▶ **Extracted text**
Best Actor 1974: The Greatest Oscar Race Ever? 

best actor oscar

The Academy Awards are the pinnacle of cinematic accomplishment. They represent the definitive choice for the best performance among the best performers. However, not all contests for the Oscars are particularly competitive. Though all the nominees deserve to be there, often there are one or two performances that rise above the rest. But that is not always the case.  

During its 95-year history, the Academy Awards have featured many incredible nominee fields but perhaps none better than for Actor in a leading role 1974. This was an extremely tight race comprising entirely of screen legends, featuring five diverse performances. Here is a brief recap of the legendary best actor Oscar field from 50 years ago.

 

 

 

Marlon Brando – Last Tango in Paris

Source: IMDb

Renowned for his raw style, Marlon Brando may be the most influential actor of the twentieth century. He was nominated for the Academy Award for Best Actor five times during the 1950s but by 1970, he had been officially relegated to the “has been” heap. However, in 1972, Brando gave his most iconic performance as Vito Corleone in The Godfather. He won the Oscar for Best Actor and in the process, resurrected his career. Last Tango in Paris immediately followed Brando’s timeless turn as the notorious mafia chieftain.

▶ **Records**
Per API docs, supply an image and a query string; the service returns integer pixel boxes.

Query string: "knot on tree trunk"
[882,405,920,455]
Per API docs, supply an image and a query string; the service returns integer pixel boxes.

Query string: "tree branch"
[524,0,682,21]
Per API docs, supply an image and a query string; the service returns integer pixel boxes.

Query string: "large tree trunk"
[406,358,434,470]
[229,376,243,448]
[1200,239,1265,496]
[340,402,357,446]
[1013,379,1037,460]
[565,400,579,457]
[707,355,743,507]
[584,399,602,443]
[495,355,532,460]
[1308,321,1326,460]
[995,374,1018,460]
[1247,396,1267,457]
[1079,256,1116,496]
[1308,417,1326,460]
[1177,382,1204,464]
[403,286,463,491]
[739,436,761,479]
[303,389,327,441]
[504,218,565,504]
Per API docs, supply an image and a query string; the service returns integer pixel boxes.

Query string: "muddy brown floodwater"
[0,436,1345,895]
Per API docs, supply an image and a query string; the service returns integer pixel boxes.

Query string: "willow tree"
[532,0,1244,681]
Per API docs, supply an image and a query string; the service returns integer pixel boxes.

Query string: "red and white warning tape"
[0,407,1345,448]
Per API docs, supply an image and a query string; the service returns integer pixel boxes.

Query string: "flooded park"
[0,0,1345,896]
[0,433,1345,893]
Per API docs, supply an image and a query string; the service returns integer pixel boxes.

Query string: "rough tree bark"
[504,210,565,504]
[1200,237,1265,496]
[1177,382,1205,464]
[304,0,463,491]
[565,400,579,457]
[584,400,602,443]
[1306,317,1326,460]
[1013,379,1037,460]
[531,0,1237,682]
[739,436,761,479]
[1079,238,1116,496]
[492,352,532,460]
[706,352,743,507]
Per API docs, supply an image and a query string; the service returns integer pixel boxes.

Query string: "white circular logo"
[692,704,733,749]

▶ **Direction**
Can you reproduce, word for word, the stretch of the 1974 Best Actor Oscar article above that begins with "During its 95-year" and ends with "50 years ago."?

▶ **The response**
During its 95-year history, the Academy Awards have featured many incredible nominee fields but perhaps none better than for Actor in a leading role 1974. This was an extremely tight race comprising entirely of screen legends, featuring five diverse performances. Here is a brief recap of the legendary best actor Oscar field from 50 years ago.